TO DO:
Among the entries below, find every line that has "hanging" and pull it out.

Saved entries

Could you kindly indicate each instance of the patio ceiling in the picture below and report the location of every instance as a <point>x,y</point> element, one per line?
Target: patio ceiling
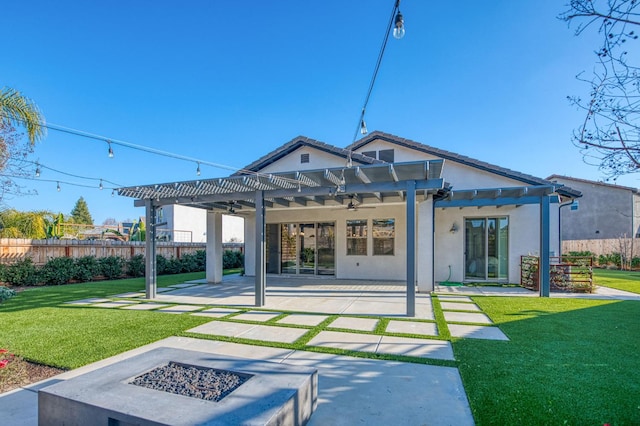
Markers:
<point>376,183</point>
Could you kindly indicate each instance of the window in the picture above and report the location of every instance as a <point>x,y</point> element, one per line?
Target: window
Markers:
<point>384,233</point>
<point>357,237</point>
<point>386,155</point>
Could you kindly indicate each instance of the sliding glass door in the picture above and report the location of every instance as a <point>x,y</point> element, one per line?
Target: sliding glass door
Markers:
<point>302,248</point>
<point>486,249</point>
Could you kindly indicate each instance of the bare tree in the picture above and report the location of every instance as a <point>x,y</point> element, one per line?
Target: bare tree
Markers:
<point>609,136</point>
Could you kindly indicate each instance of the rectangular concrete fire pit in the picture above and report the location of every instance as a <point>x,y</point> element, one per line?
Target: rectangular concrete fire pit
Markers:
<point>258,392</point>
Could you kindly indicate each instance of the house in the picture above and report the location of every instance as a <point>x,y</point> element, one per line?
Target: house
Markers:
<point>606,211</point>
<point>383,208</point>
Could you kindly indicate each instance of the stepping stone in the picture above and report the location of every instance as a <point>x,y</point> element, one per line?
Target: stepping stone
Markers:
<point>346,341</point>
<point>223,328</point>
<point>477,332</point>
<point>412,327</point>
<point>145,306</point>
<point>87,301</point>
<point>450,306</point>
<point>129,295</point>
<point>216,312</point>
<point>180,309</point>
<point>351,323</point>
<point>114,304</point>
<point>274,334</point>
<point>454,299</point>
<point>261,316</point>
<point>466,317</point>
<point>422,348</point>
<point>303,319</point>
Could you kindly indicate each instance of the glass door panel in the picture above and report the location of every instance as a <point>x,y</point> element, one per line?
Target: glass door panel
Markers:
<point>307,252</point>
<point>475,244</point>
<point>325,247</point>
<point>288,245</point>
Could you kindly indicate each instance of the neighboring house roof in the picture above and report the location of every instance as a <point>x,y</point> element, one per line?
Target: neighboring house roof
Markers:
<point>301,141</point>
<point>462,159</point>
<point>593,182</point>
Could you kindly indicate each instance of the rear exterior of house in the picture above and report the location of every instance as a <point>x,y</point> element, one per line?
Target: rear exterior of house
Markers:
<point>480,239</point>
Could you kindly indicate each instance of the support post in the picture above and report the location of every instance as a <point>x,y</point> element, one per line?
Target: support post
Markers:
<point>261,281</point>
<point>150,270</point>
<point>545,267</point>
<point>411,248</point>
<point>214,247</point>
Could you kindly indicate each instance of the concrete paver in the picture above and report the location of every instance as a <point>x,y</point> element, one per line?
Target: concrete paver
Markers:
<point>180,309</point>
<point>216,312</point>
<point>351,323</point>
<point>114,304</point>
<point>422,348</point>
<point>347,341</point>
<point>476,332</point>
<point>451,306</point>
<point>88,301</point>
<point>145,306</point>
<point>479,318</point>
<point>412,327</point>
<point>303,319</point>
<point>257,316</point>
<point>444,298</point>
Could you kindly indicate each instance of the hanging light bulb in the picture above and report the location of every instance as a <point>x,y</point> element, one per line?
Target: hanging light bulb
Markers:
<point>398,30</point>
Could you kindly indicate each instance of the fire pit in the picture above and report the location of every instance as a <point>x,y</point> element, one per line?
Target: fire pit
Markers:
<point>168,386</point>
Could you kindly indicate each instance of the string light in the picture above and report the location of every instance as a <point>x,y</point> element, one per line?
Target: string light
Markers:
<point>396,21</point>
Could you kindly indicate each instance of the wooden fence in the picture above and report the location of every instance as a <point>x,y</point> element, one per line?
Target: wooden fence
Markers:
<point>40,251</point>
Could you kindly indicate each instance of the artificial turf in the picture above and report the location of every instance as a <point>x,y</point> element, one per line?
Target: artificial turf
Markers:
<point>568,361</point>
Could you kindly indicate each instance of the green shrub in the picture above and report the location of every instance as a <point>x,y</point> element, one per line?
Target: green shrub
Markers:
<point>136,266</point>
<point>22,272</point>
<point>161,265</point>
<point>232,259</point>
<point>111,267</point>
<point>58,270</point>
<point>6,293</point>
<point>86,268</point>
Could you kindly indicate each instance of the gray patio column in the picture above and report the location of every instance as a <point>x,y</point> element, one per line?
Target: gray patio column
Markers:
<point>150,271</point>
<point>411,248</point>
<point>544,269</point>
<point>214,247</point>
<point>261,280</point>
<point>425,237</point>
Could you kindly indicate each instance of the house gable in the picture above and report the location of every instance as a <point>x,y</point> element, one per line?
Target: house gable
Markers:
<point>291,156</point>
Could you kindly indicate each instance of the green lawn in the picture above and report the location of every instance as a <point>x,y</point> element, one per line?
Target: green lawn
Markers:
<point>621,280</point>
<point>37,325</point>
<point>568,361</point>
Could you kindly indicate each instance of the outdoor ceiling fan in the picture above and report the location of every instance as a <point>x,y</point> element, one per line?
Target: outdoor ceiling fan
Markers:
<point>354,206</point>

RESPONSE FOR THIS EXERCISE:
Could you kindly indicate each instance of the hanging light bulb in the picture above and report the location of every instance as a <point>x,y</point> element, one per line?
Target: hanging light bulb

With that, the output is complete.